I just heard it on the radio, a young boy complaining about how pathetically incompetent US kids are at math. Compared to kids from around the world, Americans are in the bottom 25%. Could it be that bad? Is our Education Establishment that gifted at non-teaching?
So what was the boy’s proposed solution? You should buy a franchise for something called Mathnasium and teach the kids in your community how to do arithmetic. Because, as you know, the public schools can’t manage this feat. I’ve got nothing for or against Mathnasium. But here’s the bigger point: a remedial operation like this should NEVER be necessary. If public schools do a proper job, kids learn math and don’t need any outside help. I said IF.

Here’s how one pundit summed up our dilemma: “Tests showed U.S. fourth-graders performing poorly, middle school students worse, and high school students are unable to compete....Chances are, even if your school compares well in SAT scores, it will still be a lightweight on an international scale.”

Well, you don’t need to be Einstein to conclude that our public schools don’t have a clue about teaching arithmetic. Their greatest gift is selecting the worst methods and then claiming they are “research-based.”

Since about 1990, public schools push something called Reform Math. But private and parochial schools don’t use this rubbish. Especially homeschoolers don’t. These are very picky consumers and squabble among themselves over the merits of Singapore Math, Saxon Math, Math Mammoth, MathUSee, and other ingenious programs that actually teach math, which has to be a miracle because our Education Establishment can’t pull it off. 

Why not? Here’s my guess: they don’t want to. They’re collectivists at heart and believe in leveling, which quickly leads to dumbing-down. I’ll explain how this darkness works. But first a light moment. Here’s how one wit summed up the last 60 years:
Teaching Math in the 1950s (Traditional):
A logger sells a load for $100. His production cost is 4/5 of the price. How much is his profit?

• EXERCISES
1. Rewrite the paragraph of the math education commentary that begins "Since about 1990" as a short bulleted list that keeps its main facts.
2. Summarize the math education commentary in two sentences.
3. Answer these questions from the math education commentary:
(a) Compared to kids from around the world, what ranking does the text give American kids in math?
(b) Since about what year have public schools pushed Reform Math?
(c) In the 1950s problem, how much does the logger sell his load for?
The data after this point comes from a separate source.

• RECORDED INFORMATION
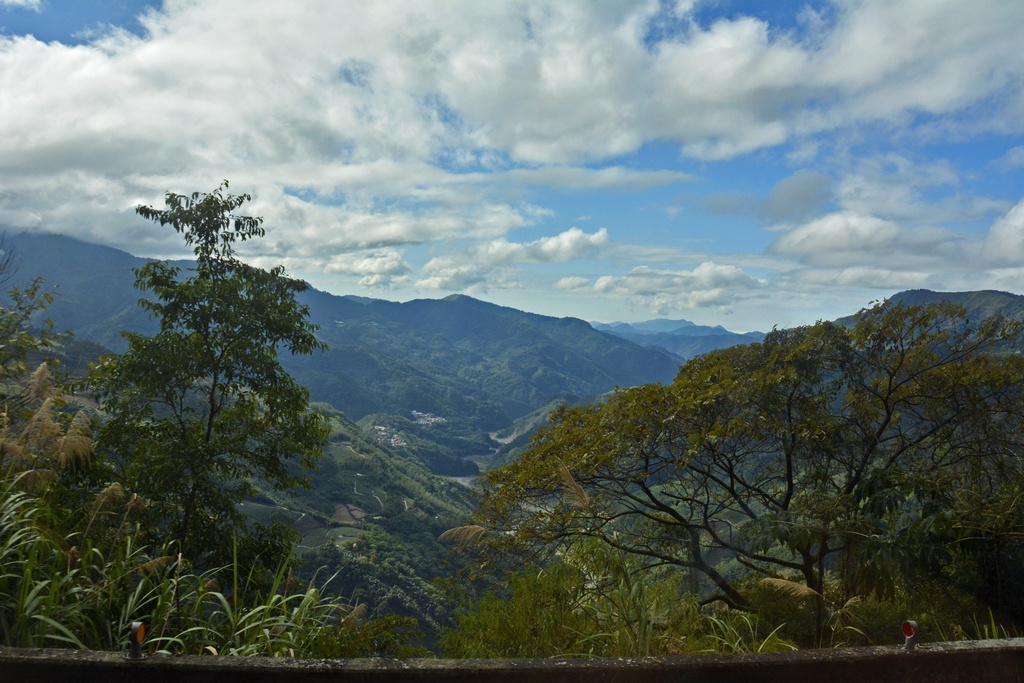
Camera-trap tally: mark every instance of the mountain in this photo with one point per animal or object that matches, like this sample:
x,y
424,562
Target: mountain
x,y
681,338
979,305
452,357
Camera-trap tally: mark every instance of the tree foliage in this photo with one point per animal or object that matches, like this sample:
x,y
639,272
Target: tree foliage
x,y
202,412
859,450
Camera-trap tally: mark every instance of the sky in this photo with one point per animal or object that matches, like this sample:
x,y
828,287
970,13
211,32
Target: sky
x,y
737,163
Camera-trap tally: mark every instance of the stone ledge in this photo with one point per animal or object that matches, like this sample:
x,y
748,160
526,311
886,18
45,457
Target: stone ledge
x,y
978,662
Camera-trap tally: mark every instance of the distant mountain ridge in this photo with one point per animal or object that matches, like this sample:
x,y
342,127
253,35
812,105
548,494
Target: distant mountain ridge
x,y
456,355
979,304
683,338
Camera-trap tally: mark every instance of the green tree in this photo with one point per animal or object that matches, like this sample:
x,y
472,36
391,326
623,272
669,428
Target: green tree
x,y
202,413
822,449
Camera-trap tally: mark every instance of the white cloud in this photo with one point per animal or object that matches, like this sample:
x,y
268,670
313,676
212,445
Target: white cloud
x,y
572,283
1005,243
665,291
488,264
367,129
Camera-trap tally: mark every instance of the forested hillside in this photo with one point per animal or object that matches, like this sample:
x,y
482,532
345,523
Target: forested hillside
x,y
457,357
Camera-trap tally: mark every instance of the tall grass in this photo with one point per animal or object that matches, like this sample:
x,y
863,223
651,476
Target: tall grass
x,y
68,592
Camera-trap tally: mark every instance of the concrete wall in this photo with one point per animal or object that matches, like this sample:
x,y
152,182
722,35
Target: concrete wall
x,y
980,662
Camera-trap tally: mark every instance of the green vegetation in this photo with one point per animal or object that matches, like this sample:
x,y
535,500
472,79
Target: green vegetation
x,y
812,489
870,464
198,415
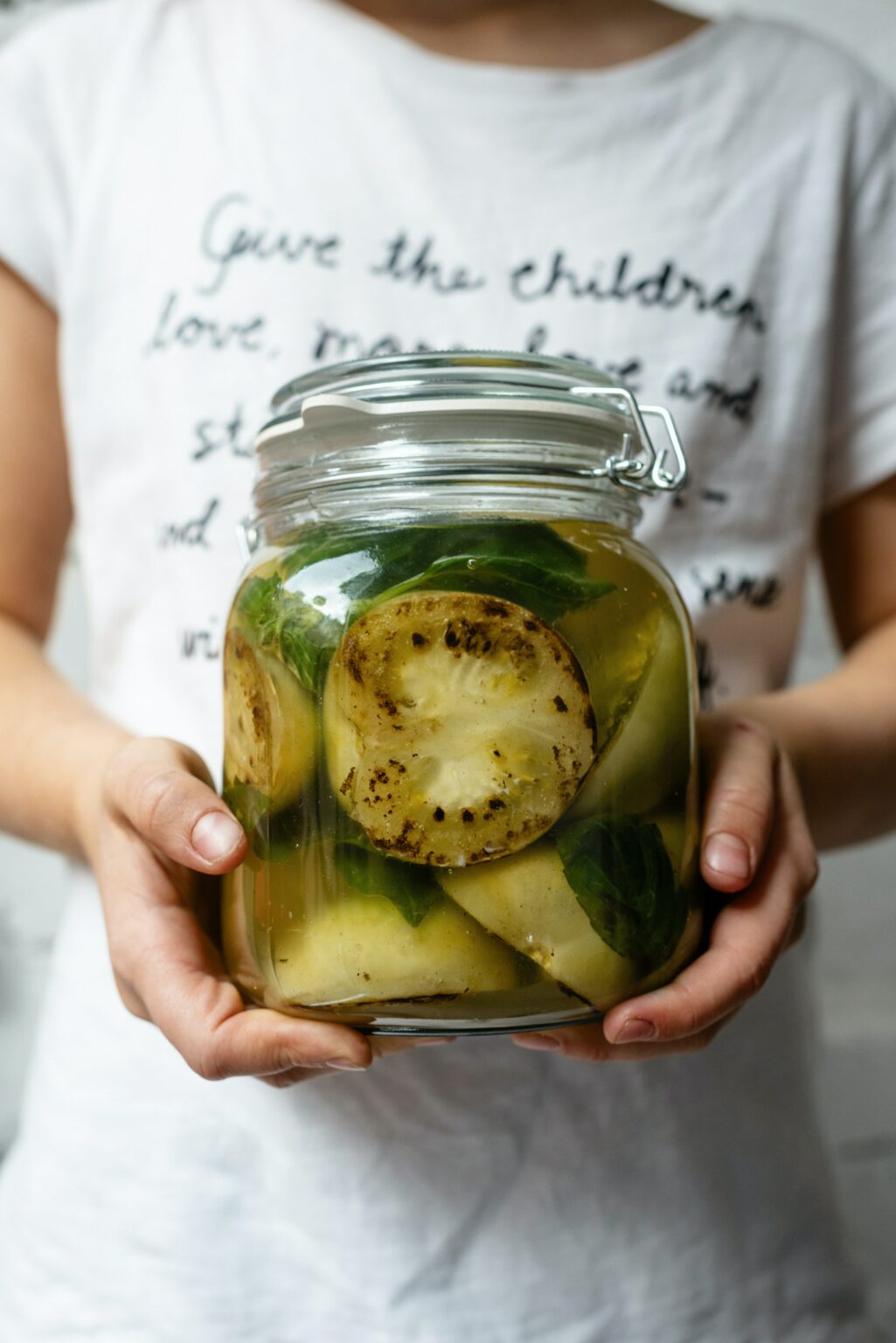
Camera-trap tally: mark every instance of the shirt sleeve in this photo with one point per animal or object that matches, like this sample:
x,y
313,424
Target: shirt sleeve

• SOLVED TASKS
1.
- Since about 1990, public schools have pushed Reform Math.
- Private and parochial schools, and especially homeschoolers, don't use it.
- Homeschoolers are picky consumers who debate the merits of Singapore Math, Saxon Math, Math Mammoth, MathUSee, and other programs that actually teach math.
- The author calls this a miracle because the Education Establishment can't manage it.

2. Prompted by a radio spot saying US kids rank in the bottom 25% in math worldwide and suggesting a Mathnasium franchise as a fix, the author argues that remedial help like this should never be needed if public schools do their job. The author claims that public schools have pushed a poor method called Reform Math since about 1990, unlike private schools, parochial schools and homeschoolers, and guesses that the schools don't want to teach math because they are collectivists who believe in leveling.

3.
(a) The bottom 25%.
(b) Since about 1990.
(c) $100.